- TASK SET:
1 - Reproduce the text on the Public Defender's Office word for word, starting at "Some of the" and ending at "basis for defence.".
2 - Summarize the text on the Public Defender's Office in two sentences.
3 - Please continue the text on the Public Defender's Office from the point where it stops.

- TEXT SHOWN:
_ _ _
Cases Undertaken by Public Defender's Office
Ministry of LawSpeakers
Summary
This question concerns the operations of the Public Defender’s Office (PDO) since December 2022 and its criteria for providing legal aid to individuals accused of morally repugnant crimes. In response to Mr Murali Pillai, Minister for Law Mr K Shanmugam stated that the PDO handled 303 cases by September 2023, applying strict means and merits tests regardless of the nature of the alleged offence. He emphasized that legal representation is a matter of access to justice and cannot be denied due to public outrage or the perceived reprehensibility of the charges. Minister for Law Mr K Shanmugam also noted that PDO officers are guided by senior legal professionals to ensure proper courtroom conduct and the principled discharge of their duties. He concluded by clarifying that the PDO currently employs approximately 25 officers and continues to monitor its capacity to meet the demand for criminal defence aid.
Transcript
6 Mr Murali Pillai asked the Minister for Law (a) whether an update can be provided on the cases undertaken by the Public Defender’s Office (PDO) since it commenced operations on 1 December 2022; and (b) how does the PDO deal with cases involving alleged crimes that may be viewed by the public as being morally repugnant in assessing whether to provide legal aid.
The Minister for Law (Mr K Shanmugam): Mr Speaker, Sir, my reply will also address written Question No 10 in the Order Paper for today’s Sitting.
The Public Defender’s Office (PDO) was set up in December of 2022. So, we are now about 12 months into it. It is to provide criminal defence aid to persons facing non-capital charges and who cannot afford a lawyer. As of September 2023, the PDO has taken up 303 cases from applicants and has taken these to Court.
Eligible applicants receive representation from either the PDO or the Criminal Legal Aid Scheme (CLAS). With this co-delivery model, CLAS’ annual case load in 2023 is expected to be lower than in 2022. Nonetheless, this has only been nine to 10 months, and we have to continue to monitor the situation.
Some of the applicants for criminal defence aid face charges for minor offences, like shop theft, mischief and so on. But some others face more serious, non-capital charges – unlicensed moneylending, drug trafficking or sexual assault against vulnerable victims and so on.
We have to ensure that aid is rendered to those who are deserving and each application for criminal defence aid is subjected to means and merits tests. The means test, in terms of economic means; and the merits test, in terms of having some basis for defence.
_ _ _
Extracted data entries:
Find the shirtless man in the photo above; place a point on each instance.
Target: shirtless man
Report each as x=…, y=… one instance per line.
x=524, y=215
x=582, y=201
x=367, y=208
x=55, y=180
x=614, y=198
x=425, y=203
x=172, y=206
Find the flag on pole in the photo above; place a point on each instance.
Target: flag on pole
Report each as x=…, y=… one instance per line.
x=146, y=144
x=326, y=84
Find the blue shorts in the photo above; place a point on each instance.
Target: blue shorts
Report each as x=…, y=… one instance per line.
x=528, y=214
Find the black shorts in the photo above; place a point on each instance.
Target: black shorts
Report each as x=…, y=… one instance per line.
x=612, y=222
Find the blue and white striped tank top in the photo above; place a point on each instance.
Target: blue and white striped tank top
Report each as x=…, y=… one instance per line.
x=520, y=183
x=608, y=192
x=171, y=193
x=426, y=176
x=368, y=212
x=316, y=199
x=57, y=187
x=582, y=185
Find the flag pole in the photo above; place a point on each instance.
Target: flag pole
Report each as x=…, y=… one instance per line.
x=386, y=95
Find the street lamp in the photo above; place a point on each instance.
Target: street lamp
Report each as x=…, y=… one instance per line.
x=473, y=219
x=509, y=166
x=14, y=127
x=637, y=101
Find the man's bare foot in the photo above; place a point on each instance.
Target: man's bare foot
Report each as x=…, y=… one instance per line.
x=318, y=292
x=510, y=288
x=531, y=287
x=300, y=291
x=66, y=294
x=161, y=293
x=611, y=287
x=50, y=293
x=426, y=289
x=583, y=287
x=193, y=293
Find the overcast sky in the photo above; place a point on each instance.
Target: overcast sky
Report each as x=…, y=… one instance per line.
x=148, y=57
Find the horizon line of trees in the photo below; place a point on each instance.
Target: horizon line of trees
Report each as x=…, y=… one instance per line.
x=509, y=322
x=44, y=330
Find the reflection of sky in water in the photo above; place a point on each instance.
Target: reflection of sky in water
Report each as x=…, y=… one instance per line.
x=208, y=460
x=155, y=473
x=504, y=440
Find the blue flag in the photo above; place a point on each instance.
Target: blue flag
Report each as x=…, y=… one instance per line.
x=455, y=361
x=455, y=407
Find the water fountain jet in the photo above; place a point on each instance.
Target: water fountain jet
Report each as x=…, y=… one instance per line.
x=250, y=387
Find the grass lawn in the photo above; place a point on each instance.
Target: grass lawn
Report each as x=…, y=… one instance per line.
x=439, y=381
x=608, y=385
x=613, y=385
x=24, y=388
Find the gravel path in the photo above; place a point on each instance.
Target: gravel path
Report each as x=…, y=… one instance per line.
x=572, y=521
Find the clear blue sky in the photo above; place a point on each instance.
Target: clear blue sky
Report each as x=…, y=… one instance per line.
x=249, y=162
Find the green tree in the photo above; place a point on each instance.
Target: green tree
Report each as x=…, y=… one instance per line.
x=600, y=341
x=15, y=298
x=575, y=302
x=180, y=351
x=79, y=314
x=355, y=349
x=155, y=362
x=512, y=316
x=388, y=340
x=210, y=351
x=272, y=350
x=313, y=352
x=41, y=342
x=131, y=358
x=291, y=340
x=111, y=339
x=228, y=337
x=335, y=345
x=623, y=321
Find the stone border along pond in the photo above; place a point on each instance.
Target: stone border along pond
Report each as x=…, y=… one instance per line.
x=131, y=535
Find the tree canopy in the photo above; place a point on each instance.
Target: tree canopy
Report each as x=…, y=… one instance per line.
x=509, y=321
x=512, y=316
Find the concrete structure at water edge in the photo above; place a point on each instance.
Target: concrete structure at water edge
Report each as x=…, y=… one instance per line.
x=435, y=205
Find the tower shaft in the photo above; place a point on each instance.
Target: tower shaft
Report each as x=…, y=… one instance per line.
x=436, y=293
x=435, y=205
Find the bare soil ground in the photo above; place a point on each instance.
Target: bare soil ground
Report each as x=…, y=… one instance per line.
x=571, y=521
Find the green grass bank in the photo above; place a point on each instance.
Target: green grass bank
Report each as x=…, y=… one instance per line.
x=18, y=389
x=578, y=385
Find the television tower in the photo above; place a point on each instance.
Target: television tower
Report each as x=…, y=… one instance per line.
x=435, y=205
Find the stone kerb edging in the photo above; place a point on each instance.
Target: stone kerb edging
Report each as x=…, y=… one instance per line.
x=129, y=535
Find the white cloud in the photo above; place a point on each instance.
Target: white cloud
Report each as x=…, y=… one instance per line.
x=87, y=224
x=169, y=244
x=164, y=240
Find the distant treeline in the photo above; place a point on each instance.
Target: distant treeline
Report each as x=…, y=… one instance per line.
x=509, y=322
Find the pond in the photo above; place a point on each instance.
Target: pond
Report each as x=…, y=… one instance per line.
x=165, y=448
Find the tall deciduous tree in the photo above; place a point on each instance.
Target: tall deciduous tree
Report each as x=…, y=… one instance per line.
_ _ _
- TASK-BY-TASK ANSWERS:
1 -
Some of the applicants for criminal defence aid face charges for minor offences, like shop theft, mischief and so on. But some others face more serious, non-capital charges – unlicensed moneylending, drug trafficking or sexual assault against vulnerable victims and so on.
We have to ensure that aid is rendered to those who are deserving and each application for criminal defence aid is subjected to means and merits tests. The means test, in terms of economic means; and the merits test, in terms of having some basis for defence.

2 - The Public Defender's Office was set up in December 2022 to give criminal defence aid to people facing non-capital charges who cannot afford a lawyer, and by September 2023 it had taken up 303 cases. Minister for Law Mr K Shanmugam said that eligible applicants are represented by either the PDO or the Criminal Legal Aid Scheme, and that each application must pass a means test and a merits test so that aid goes to those who are deserving.

3 -
The precise framework is set out. I am not seeking to set that out; I am using short-hand terms here.
These assessments are not based on the nature of the alleged offences or the moral reprehensibility of the applicant. The means test, as I said earlier, is to ensure that aid is given to those who are unable to afford legal fees. The merits test assesses whether the applicant will benefit from legal representation or has reasonable grounds to defend or appeal his case in Court.
Sometimes, the PDO comes across cases, which many would consider to be highly represensible. It can relate to sexual assault, child abuse or family violence. The nature of the crime can cause public outrage or concern. But the PDO cannot refuse to handle these cases. That is not the test. The test is not one of moral reprehensibility. The test is whether the person qualifies under the means test and the merits test. It has to handle the cases, as long as they are assessed to have some legal merit.
One example is a recent Court of Appeal matter involving an accused person who pleaded guilty to sexually penetrating his own younger sister. I think almost all right-thinking members of society would say that it is completely unacceptable, reprehensible. He had committed the offences when he was between the age of 15 and 17 years. He was initially sentenced to 18 years in prison and 16 strokes of the cane. He applied to PDO for aid to appeal against his sentence. Aid was granted as he had fulfilled the means test criteria and PDO assessed that there was merit to the appeal on the ground that the sentence given by the lower Court was excessive. The Court of Appeal agreed and his sentence was reduced by two years.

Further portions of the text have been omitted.